» ATIVIDADES PROPOSTAS
A – Segundo o texto sobre a síndrome de Elias, junto a que lugar Deus mandou Elias se esconder?
B – Prossiga o texto sobre a síndrome de Elias a partir de sua última frase.

» TRECHO CITADO

- - - - -

Ética e Liderança Cristã: A síndrome de Elias

quarta-feira, 6 de março de 2013

A síndrome de Elias


De todos os grandes homens da Bíblia Sagrada, principalmente no Antigo Testamento, à exceção de Moisés, talvez nenhum outro tenha assombrado tanto seus contemporâneos como Elias. Sempre torci o nariz para Tiago que diz que Elias foi um homem como nós. Como assim como nós? Elias não morreu, ora bolas, e eu a que tudo indica irei para o buraco chamado túmulo como todos. Deus nunca respondeu minhas orações com fogo e nunca abriu um rio para eu passar. E por mais atlético que eu possa me tornar jamais ganharei de cavalos escolhidos como ele.
Porém, o que Tiago dizia não era sobre os feitos espetaculares da vida de Elias e como podemos ter os mesmos “poderes” que ele. Isto porque Tiago sabia muito bem que o poder é de Deus e não de Elias ou de qualquer outro homem. Tiago falava, sim, do ser humano Elias.

O ser humano
Analisando a vida do ser humano Elias desde o princípio, aprendemos principalmente que ele não tem muitas referências pessoais, senão vejamos: “Então, Elias, o tesbita, dos moradores de Gileade...“. Geralmente, os grandes homens e mulheres da Bíblia têm seus nomes acompanhados por uma linhagem, o que chamo aqui de “pedigree”. Este não era o caso de Elias. Ele apareceu de repente no relato, sem nada que o recomendasse diante de Acabe, a não ser: "... Tão certo como vive o Senhor, Deus de Israel, perante cuja face estou...".
Deixe-me fazer um parêntesis: como isto contrasta com os que se dizem homens de Deus hoje em dia, que valorizam os títulos e advogam quanto tempo já estão “na obra” para justificar o seu direito de falar em nome de Deus. Desfilam seu poder em ternos bem cortados e carrões, levantando a voz e impondo as mãos sobre os pobres mortais, dizendo: “receba a unção, meu irmão!”.
Existe uma outra característica na vida de Elias que não seria muito bem recebida hoje. Parecia haver nele uma falta de senso crítico, veja novamente: “Retira-te daqui, vai para o lado oriental e esconde-te junto à torrente de Querite, fronteira ao Jordão”. Logo agora que ele havia colocado o rei ímpio no seu devido lugar, Deus o manda para os “cafundós do Judas”. Querite ficava do outro lado do Jordão, no deserto. Isto, segundo muitos comentaristas bíblicos, não pareceria muito racional. O racional é que ele ficasse ali, espetando o rei. Mas Elias nem sequer discute, ruma para Querite e fica lá. Deus tinha falado e ponto.

- - - - -

» DADOS DE ORIGEM
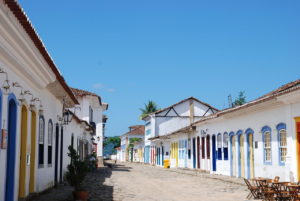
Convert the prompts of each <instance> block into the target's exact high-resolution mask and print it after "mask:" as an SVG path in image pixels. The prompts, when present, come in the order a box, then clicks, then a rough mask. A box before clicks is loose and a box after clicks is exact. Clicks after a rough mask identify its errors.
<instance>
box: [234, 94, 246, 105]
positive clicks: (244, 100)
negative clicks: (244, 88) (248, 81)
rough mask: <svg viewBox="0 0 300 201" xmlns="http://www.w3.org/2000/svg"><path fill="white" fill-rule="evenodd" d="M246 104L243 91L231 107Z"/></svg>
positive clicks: (245, 96) (235, 99) (239, 95)
mask: <svg viewBox="0 0 300 201" xmlns="http://www.w3.org/2000/svg"><path fill="white" fill-rule="evenodd" d="M246 102H247V101H246V96H245V91H240V92H239V95H238V97H237V98H236V99H235V100H234V102H233V105H234V106H238V105H243V104H245V103H246Z"/></svg>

- - - - -

» RESPOSTAS POR ITEM
A – Junto à torrente de Querite, fronteira ao Jordão, no lado oriental.

B –
Outro parêntesis: Todos nós, cristãos sérios, sabemos muito bem que a Bíblia é a Palavra de Deus, a verdade revelada para o ser humano. Porém, assusta-me muito ver o quanto se tem torcido a Palavra de Deus para benefício próprio, para conveniências pessoais e denominacionais. O quanto se tem desobedecido e discutido o que a Palavra tem como indiscutível. Mesmo quando Deus manda Elias para Sarepta que se localizava em Sidom, Terra de Baal e de Jezabel - sua pior inimiga -, Elias não discute. Ele reconhece claramente o Espírito Santo de Deus falando e obedece. Isto porque Elias estava cheio do Espírito Santo de Deus. Crentes cheios do Espírito são capazes de compreender claramente as Sagradas Escrituras e reconhecer quando ela está sendo manipulada por falsos mestres. Portanto, “... enchei-vos do Espírito...”, continua sendo a melhor recomendação, para que, ao ouvirmos a voz do Santo Espírito, a reconheçamos sem titubear.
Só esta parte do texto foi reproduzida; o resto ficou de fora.